● DATA PROVIDED:
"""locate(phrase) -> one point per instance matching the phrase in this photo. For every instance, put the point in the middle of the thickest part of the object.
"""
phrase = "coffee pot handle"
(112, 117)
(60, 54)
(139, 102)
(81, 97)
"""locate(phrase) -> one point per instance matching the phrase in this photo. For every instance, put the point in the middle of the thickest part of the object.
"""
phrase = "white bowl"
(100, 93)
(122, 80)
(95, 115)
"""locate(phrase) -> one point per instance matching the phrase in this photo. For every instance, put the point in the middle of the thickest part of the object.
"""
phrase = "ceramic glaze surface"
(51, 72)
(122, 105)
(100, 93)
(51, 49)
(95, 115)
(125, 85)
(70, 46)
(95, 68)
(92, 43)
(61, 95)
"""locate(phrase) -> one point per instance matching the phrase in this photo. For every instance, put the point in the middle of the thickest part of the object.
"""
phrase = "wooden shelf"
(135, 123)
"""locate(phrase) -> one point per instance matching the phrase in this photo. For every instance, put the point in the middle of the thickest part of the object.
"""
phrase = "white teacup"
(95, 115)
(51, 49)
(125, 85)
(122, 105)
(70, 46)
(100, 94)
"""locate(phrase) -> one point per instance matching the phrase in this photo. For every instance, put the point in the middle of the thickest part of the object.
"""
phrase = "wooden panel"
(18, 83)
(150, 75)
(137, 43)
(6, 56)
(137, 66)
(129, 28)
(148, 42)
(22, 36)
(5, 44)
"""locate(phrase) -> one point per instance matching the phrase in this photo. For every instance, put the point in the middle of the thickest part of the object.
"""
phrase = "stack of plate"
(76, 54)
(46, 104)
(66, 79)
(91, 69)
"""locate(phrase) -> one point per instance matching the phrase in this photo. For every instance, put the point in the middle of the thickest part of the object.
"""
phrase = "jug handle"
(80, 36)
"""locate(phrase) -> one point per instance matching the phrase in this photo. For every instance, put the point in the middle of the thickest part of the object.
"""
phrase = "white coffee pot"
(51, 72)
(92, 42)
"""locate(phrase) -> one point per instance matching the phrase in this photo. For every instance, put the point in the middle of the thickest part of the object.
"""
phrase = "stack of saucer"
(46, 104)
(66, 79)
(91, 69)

● WRITTEN PROBLEM: Write out all of the records once more, exactly.

● REPLY:
"""locate(phrase) -> one point per instance matching the phrase in this photo. For every instance, put the point in the middle of the thickest part of the object.
"""
phrase = "coffee pot handle"
(112, 117)
(60, 54)
(139, 102)
(81, 97)
"""locate(phrase) -> one point per instance matching the phrase in this photo. For every instance, put the point in the middle of the thickest part of the object.
"""
phrase = "white bowl"
(100, 93)
(122, 80)
(95, 115)
"""locate(phrase) -> one point per instance matching the phrase in this photo. For every instance, put the point in the middle of the thickest part of the object.
"""
phrase = "ceramic glaze surface"
(51, 72)
(122, 105)
(100, 93)
(51, 49)
(95, 115)
(125, 85)
(70, 46)
(95, 68)
(92, 43)
(61, 95)
"""locate(phrase) -> one point per instance matching the phrase in this photo. For every instance, put the point in the middle of the thickest part of the object.
"""
phrase = "wooden shelf"
(135, 123)
"""locate(phrase) -> one point per instance matching the phrase in this photo. For every instance, put the point in the middle of the thickest part of the object.
"""
phrase = "white teacup"
(95, 115)
(51, 49)
(125, 85)
(122, 105)
(70, 46)
(100, 94)
"""locate(phrase) -> one point per instance matching the phrase in this photo. For every instance, put the point in the middle of the thickest part of the object.
"""
phrase = "wooden panel"
(18, 83)
(150, 75)
(137, 43)
(6, 56)
(137, 66)
(129, 28)
(148, 42)
(22, 36)
(5, 44)
"""locate(phrase) -> one point per instance matching the phrase in this photo. For every instance, put the point in the middle of the thickest part of the object.
"""
phrase = "stack of plate"
(76, 54)
(46, 104)
(66, 79)
(91, 69)
"""locate(phrase) -> one point per instance matching the phrase in this photo. For every instance, put the point in the middle of the thickest part of the object.
"""
phrase = "jug handle"
(80, 36)
"""locate(phrase) -> one point per instance matching the phrase in this photo. For every instance, put the point in the middle of the thickest part of the object.
"""
phrase = "white coffee pot"
(51, 72)
(92, 42)
"""locate(phrase) -> one point per instance matching the phrase in this photo. For every instance, put the point in the middle of the thickest part of the object.
"""
phrase = "stack of saucer"
(46, 104)
(66, 79)
(91, 69)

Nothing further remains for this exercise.